▶ **Given problem**
Quote every line of the material beneath this one.

(Coordinate annotation records)
----------------
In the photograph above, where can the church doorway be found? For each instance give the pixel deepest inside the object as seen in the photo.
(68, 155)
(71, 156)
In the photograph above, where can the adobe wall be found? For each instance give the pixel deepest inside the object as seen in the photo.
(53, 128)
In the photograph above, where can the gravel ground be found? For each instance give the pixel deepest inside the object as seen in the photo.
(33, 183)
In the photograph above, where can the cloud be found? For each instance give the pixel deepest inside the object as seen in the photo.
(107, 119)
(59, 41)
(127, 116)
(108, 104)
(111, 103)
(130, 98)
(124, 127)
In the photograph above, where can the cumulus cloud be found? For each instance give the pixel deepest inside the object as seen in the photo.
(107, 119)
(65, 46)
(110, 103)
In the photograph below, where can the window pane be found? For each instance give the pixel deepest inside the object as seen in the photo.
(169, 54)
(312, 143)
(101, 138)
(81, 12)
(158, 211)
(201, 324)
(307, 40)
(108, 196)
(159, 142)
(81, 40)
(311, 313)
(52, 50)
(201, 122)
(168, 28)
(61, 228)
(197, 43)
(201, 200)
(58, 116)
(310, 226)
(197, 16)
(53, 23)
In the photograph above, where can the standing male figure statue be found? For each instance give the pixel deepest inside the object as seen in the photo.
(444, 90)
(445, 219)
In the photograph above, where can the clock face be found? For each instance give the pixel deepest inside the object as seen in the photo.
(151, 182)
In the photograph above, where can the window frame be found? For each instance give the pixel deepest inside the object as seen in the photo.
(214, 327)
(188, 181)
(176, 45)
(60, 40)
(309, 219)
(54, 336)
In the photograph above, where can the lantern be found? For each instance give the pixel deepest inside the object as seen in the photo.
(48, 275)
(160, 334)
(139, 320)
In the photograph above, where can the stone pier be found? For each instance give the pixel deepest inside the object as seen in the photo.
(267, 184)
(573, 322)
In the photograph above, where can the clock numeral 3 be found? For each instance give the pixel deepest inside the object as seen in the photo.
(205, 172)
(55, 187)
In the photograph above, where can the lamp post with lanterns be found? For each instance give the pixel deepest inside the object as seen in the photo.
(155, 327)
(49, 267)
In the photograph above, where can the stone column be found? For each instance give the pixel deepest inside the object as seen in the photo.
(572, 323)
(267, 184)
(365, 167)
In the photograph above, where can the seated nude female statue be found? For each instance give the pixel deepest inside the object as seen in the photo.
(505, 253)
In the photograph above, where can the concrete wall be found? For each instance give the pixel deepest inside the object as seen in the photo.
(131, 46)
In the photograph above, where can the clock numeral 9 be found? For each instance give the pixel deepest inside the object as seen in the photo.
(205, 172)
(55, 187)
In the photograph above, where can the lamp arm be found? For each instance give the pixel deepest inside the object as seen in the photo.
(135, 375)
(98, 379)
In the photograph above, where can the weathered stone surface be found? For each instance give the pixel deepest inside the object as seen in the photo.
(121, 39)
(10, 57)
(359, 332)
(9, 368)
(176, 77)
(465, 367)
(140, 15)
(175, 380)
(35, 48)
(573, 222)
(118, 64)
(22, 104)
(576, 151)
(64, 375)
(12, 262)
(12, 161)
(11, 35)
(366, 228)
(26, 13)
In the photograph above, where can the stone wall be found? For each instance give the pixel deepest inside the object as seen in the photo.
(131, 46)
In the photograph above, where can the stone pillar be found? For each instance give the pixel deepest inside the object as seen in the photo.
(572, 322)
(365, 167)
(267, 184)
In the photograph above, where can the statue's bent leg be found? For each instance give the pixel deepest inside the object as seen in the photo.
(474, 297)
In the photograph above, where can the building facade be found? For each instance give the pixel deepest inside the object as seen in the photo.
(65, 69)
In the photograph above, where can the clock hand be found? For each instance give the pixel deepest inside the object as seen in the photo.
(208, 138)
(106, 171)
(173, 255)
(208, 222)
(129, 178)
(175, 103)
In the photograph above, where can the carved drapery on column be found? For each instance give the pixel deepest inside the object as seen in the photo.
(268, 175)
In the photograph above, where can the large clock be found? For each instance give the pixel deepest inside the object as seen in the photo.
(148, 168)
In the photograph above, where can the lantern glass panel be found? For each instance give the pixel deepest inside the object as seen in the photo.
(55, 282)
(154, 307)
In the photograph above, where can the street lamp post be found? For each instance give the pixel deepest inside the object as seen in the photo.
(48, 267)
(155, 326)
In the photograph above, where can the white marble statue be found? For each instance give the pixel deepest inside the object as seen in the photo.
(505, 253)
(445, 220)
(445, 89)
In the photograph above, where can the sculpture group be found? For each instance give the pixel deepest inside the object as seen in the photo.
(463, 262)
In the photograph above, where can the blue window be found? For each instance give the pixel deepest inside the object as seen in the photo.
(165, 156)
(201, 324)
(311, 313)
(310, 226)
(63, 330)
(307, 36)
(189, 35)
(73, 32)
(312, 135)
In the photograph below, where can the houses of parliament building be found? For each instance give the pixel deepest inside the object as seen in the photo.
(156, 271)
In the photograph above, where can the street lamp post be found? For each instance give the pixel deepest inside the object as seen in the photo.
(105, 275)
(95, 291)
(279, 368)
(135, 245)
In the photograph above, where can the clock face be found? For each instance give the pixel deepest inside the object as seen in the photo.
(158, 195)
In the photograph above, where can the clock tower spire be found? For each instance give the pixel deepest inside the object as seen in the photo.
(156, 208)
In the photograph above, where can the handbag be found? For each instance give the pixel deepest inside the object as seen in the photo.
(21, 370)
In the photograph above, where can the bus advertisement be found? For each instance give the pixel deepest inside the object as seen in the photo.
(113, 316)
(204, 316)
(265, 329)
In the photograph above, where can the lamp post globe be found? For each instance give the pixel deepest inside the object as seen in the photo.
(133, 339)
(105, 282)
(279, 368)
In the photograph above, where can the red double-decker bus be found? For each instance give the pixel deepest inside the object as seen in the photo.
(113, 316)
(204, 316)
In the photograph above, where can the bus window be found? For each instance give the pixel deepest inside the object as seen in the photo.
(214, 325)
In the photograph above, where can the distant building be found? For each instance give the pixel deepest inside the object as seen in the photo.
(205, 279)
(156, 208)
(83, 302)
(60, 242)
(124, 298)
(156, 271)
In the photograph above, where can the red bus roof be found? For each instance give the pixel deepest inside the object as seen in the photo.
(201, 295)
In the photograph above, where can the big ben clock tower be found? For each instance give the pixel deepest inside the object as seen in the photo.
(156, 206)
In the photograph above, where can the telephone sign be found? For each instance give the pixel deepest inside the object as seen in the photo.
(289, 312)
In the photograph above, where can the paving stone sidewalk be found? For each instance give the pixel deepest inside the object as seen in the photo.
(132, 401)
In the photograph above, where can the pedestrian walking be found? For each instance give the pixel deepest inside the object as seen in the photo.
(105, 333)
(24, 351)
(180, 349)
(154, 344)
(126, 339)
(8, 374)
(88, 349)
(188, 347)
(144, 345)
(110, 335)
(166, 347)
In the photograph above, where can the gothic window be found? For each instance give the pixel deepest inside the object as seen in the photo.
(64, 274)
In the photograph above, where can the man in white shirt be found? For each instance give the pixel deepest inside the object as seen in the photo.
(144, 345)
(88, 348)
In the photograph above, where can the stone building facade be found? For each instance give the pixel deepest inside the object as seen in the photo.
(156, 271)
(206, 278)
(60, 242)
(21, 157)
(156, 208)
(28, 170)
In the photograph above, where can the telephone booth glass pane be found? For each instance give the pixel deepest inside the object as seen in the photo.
----------------
▶ **Problem solution**
In the photograph above, where can the church doorway be found? For each instance give the pixel deepest inside the object as seen in the photo.
(68, 155)
(71, 156)
In the photograph above, where can the adobe wall be found? For each instance give the pixel deepest inside the object as seen in the photo.
(53, 128)
In the photograph above, where can the gravel ground be found? For each instance give the pixel deepest inside the object as seen in the photo.
(33, 183)
In the photograph above, where can the cloud be found? For each instance give the pixel deepest inside the object as seen in the photo.
(107, 119)
(59, 41)
(127, 116)
(108, 104)
(111, 103)
(130, 98)
(124, 127)
In the photograph above, where can the cumulus cloud be found? For each instance give the pixel deepest inside the object as seen in the photo.
(107, 119)
(65, 46)
(110, 103)
In the photograph below, where can the window pane be found? For each instance give the pixel deepest inside the object as seen in the photo.
(169, 54)
(312, 143)
(101, 138)
(81, 12)
(158, 211)
(201, 324)
(307, 40)
(108, 196)
(159, 142)
(81, 40)
(311, 313)
(52, 50)
(201, 122)
(168, 28)
(61, 228)
(197, 43)
(201, 200)
(58, 116)
(310, 226)
(197, 16)
(53, 23)
In the photograph above, where can the standing male figure statue be found? For each instance give the pixel deepest inside the object as seen in the photo.
(444, 90)
(445, 219)
In the photograph above, where can the clock face be found? For each instance give the pixel deepest inside the object as seen in the photo.
(151, 182)
In the photograph above, where can the window frame be found? For each instance give the pixel deepest inside the object as seen in the photo.
(214, 327)
(188, 181)
(176, 45)
(60, 40)
(309, 219)
(54, 336)
In the photograph above, where can the lantern be found? For each instance give the pixel deepest inside the object as seen in the photo.
(48, 275)
(160, 334)
(139, 320)
In the photograph above, where can the stone pier be found? For each instance give the pixel deepest inside the object as seen in the photo.
(267, 184)
(573, 322)
In the photograph above, where can the clock numeral 3 be found? For each instance give the pixel deepest inside the object as seen in the photo.
(205, 172)
(55, 187)
In the photograph above, where can the lamp post with lanterns be found? For each instance give the pixel deepest inside the object as seen in the photo.
(155, 327)
(49, 267)
In the photograph above, where can the stone column be found? For each instance give the pixel deepest inside the object as seen in the photo.
(572, 323)
(267, 184)
(365, 167)
In the photograph above, where can the seated nude female statue be found? For each instance give the pixel deepest inside the object as seen in the photo.
(505, 253)
In the photograph above, where can the concrete wall be found? For each instance give the pixel deepest inside the object as seen in the photo.
(131, 46)
In the photograph above, where can the clock numeral 9 be found? For each instance give the pixel deepest inside the object as seen in the photo.
(205, 172)
(55, 187)
In the photograph above, where can the lamp arm be found? For each instance give the pixel deepest inside the object as seen in the photo.
(135, 375)
(98, 379)
In the photograph above, where can the weathered stone surface be found? For each instance give the pixel deepest inside the object as seen in the photo.
(121, 39)
(10, 57)
(359, 332)
(9, 368)
(176, 77)
(465, 367)
(140, 15)
(175, 380)
(35, 48)
(573, 222)
(118, 64)
(22, 104)
(576, 151)
(64, 375)
(12, 262)
(12, 161)
(11, 35)
(366, 228)
(26, 13)
In the photograph above, where can the stone wall be found? For each instance give the pixel deepest inside the object as seen in the photo.
(131, 46)
In the photograph above, where can the stone pillar be found? For each instance give the pixel deepest inside the object as seen in the photo.
(572, 322)
(365, 167)
(267, 184)
In the photograph above, where can the statue's bent leg be found? For each instance give the pixel deepest inside the object as seen in the photo.
(474, 297)
In the photograph above, where can the building facade be found? For each instance give the pixel deepest inside the object as seen in the photo.
(65, 69)
In the photograph above, where can the clock hand be found? For each instance give the pixel deepest inside the object as seen in the photo.
(208, 138)
(106, 171)
(173, 255)
(208, 222)
(129, 178)
(175, 103)
In the photograph above, where can the carved drapery on column be found? For each instance give the pixel deepest inside the object as seen in the photo.
(268, 175)
In the photograph above, where can the large clock be found? For each instance give the pixel deepest inside the object as seen in the photo.
(148, 168)
In the photograph above, where can the lantern glass panel be found? For each instance give the pixel deepest inside the object as seen in the photo.
(55, 282)
(154, 307)
In the photograph above, where can the street lamp post be found? For each instance give the pixel deepest inside the object as seen in the photo.
(48, 267)
(155, 326)
In the photograph above, where can the white marble statue be found? For each instance give the pixel deepest inside the object as seen in the photo.
(505, 253)
(445, 220)
(445, 89)
In the photograph above, where can the sculpture group be found? For each instance give the pixel deepest inside the object as seen in the photo.
(463, 262)
In the photograph above, where can the blue window be found? For each instance give the pixel deepest inside the object as seen in the photo.
(165, 156)
(201, 324)
(311, 313)
(310, 226)
(63, 330)
(307, 36)
(189, 35)
(73, 32)
(312, 135)
In the photograph below, where can the houses of parliament building be found? For each instance give the pixel deepest inside the object as seen in the photo.
(156, 271)
In the photograph above, where can the street lamp post be found? For each instance give the pixel deepest inside the object as seen in the photo.
(105, 275)
(95, 291)
(279, 368)
(135, 245)
In the photograph above, where can the clock face be found? For each instance give the pixel deepest inside the object as seen in the photo.
(158, 195)
In the photograph above, where can the clock tower spire be found? For each instance give the pixel deepest inside the object as seen in the photo.
(156, 208)
In the photograph above, where can the handbag be found? For each instance give the pixel deepest inside the object as seen in the photo.
(21, 370)
In the photograph above, where can the bus advertisement be found? For each instance give the pixel deepest inside the object as seen in the photo.
(113, 316)
(204, 316)
(265, 329)
In the photograph above, where can the lamp post globe be found? For each instance give the pixel deepest inside the object as seen in the photo.
(133, 339)
(105, 282)
(279, 368)
In the photograph above, where can the red double-decker bus be found? For each instance give the pixel deepest inside the object as seen in the photo.
(113, 316)
(204, 316)
In the photograph above, where can the bus window be found? For each instance give the pixel deepest inside the object as seen in the photo.
(214, 325)
In the photograph above, where can the distant building be found? For each instance give the pixel deepest inside the object as seen in the photo.
(205, 279)
(156, 208)
(83, 302)
(60, 242)
(124, 298)
(156, 271)
In the photograph above, where can the red bus roof be found? For each instance give the pixel deepest inside the object as seen in the photo.
(201, 295)
In the photograph above, where can the big ben clock tower be found? For each instance give the pixel deepest inside the object as seen in the photo.
(156, 206)
In the photograph above, where can the telephone sign be found? For each instance give the pixel deepest inside the object as seen in the photo.
(289, 312)
In the photograph above, where can the paving stone sidewalk be found? For each instance give the pixel deepest inside the object as seen in the photo.
(132, 401)
In the photograph above, where can the pedestrian walking be found? For each instance give the pixel deepest inside the object as seen in the photo.
(105, 333)
(24, 351)
(180, 349)
(154, 344)
(126, 339)
(8, 374)
(88, 349)
(188, 347)
(144, 345)
(110, 335)
(166, 347)
In the photograph above, where can the gothic window be found? For each instance give the pixel deepest inside the object as seen in the photo.
(64, 274)
In the photograph above, where can the man in white shirt be found? For each instance give the pixel deepest inside the object as seen in the photo.
(144, 345)
(88, 348)
In the photograph above, where can the stone building facade be found? For each instance give the pixel deepest inside the object as seen in the photo.
(156, 271)
(206, 278)
(60, 242)
(21, 157)
(156, 208)
(28, 170)
In the photograph above, where can the telephone booth glass pane be found? For each instance give the pixel deepest inside the object as seen in the photo.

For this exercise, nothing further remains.